### Exercise prompt
Nothing but the pictures gets dropped; retype every entry exactly.

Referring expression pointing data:

++++

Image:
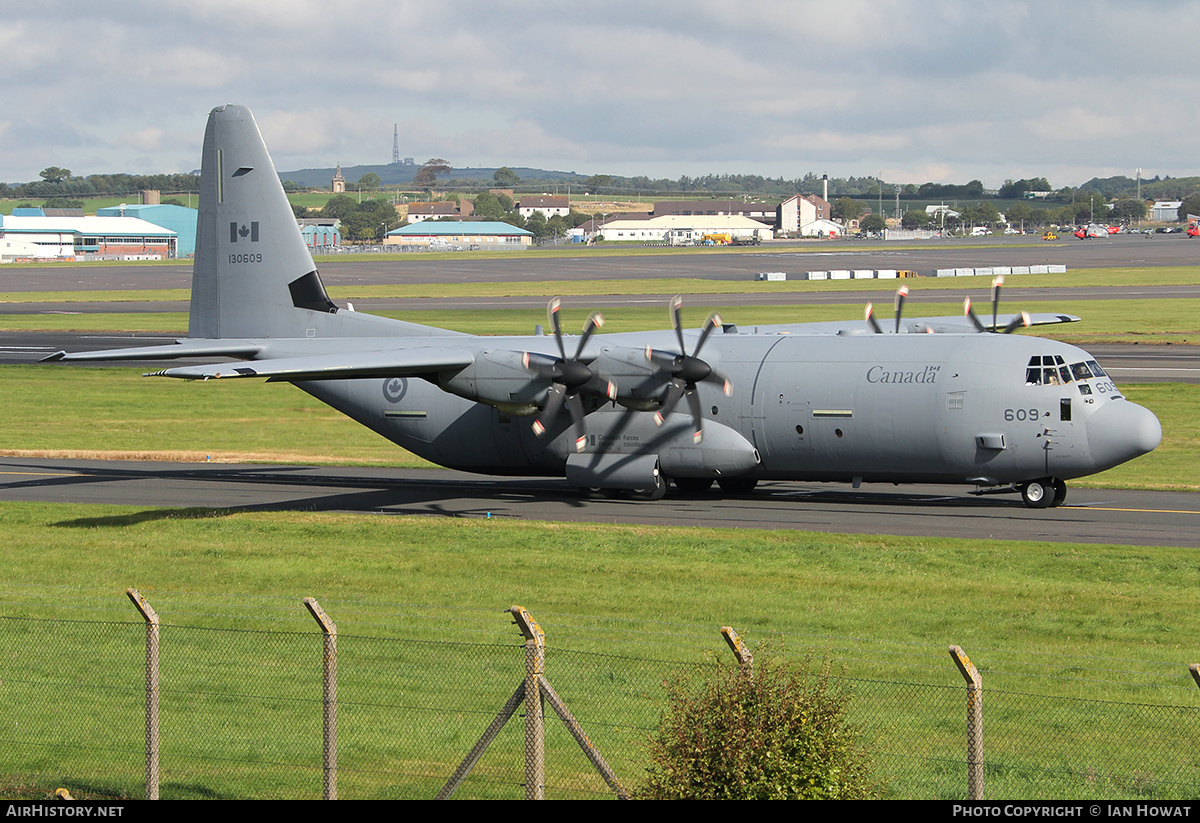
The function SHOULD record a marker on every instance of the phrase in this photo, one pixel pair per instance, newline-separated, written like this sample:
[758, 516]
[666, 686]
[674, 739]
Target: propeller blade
[901, 295]
[997, 283]
[970, 313]
[575, 406]
[675, 391]
[697, 416]
[1018, 322]
[871, 320]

++++

### Exercise result
Image:
The function SHOULD record a marker on every instance of the phrase in this photo, one pixel pair per instance, newline-separated, written like this sample:
[758, 516]
[666, 686]
[674, 739]
Target: propeller blade
[901, 295]
[997, 283]
[970, 313]
[575, 406]
[675, 391]
[697, 416]
[1018, 322]
[871, 320]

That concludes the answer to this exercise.